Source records
------------------------------------------------

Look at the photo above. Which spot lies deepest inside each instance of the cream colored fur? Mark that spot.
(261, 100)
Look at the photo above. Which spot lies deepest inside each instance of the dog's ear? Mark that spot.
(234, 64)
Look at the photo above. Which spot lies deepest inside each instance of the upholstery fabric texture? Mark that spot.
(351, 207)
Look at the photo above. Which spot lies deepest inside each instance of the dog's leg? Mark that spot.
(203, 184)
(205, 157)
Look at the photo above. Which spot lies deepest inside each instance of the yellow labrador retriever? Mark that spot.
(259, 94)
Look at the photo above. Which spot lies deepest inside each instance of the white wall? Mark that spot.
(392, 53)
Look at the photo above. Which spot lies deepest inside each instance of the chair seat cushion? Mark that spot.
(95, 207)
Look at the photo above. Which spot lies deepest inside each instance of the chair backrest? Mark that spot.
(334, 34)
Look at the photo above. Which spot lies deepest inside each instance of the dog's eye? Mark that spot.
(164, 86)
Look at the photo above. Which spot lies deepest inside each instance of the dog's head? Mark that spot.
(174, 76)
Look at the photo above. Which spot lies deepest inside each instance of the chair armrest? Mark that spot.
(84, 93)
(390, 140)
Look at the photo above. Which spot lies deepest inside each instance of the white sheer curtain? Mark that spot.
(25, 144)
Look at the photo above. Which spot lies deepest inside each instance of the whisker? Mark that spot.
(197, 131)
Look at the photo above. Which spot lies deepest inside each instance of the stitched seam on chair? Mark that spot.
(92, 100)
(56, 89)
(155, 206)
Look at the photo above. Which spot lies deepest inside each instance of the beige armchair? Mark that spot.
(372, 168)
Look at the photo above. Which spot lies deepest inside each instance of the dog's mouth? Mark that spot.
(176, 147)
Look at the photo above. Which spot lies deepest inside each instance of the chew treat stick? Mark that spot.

------------------------------------------------

### PROBLEM DETAILS:
Every record shown above should be written out again exactly.

### RESULT OF THE TASK:
Look at the photo above. Which spot lies deepest inside each instance of the cream colored fur? Mark that spot.
(261, 100)
Look at the photo above. Which spot lies deepest inside each instance of the dog's ear? Mark that spot.
(234, 64)
Look at the photo above. Which spot lies deepest inside each instance of the upholstery fabric texture? Mark that spot.
(351, 207)
Look at the photo above. Which spot lies deepest inside each instance of the dog's leg? Mark that spot.
(203, 184)
(205, 157)
Look at the photo above. Which spot lies deepest inside each instance of the yellow labrador retriever? Mark that spot.
(259, 94)
Look at the photo above. Which spot lies deepest inside each instance of the white wall? Mark that spot.
(392, 53)
Look at the photo above. Which spot lies deepest inside each instance of the chair seat cushion? Mark that spot.
(95, 207)
Look at the photo above. Which spot lies deepest inside each instance of the chair backrest? Mark that spot.
(334, 34)
Look at the photo above. Which spot lies deepest inside each instance of the dog's eye? Mark that spot.
(164, 86)
Look at the photo above. Which spot lies deepest inside each instance of the dog's head? Mark that spot.
(174, 76)
Look at the photo above. Which spot lies deepest inside each instance of the chair armrest? Mark that spot.
(84, 93)
(390, 140)
Look at the photo above. Which spot lies deepest inside each instance of the white sheer curtain? Mark that spot.
(25, 144)
Look at the photo above. Which spot lies deepest inside each instance of the whisker? Mark that spot.
(197, 131)
Look at the photo above. Which spot lies deepest inside each instance of the stitched seam on chair? Mark that spot.
(92, 100)
(56, 89)
(155, 206)
Look at the photo above. Which spot lies deepest inside each instance of the beige armchair? Mark that spot.
(372, 168)
Look at the photo above. Which spot lies deepest inside each instance of the dog's mouth? Mark that spot.
(176, 147)
Look at the photo above. Which spot lies deepest inside each instance of the chew treat stick? Mark that spot.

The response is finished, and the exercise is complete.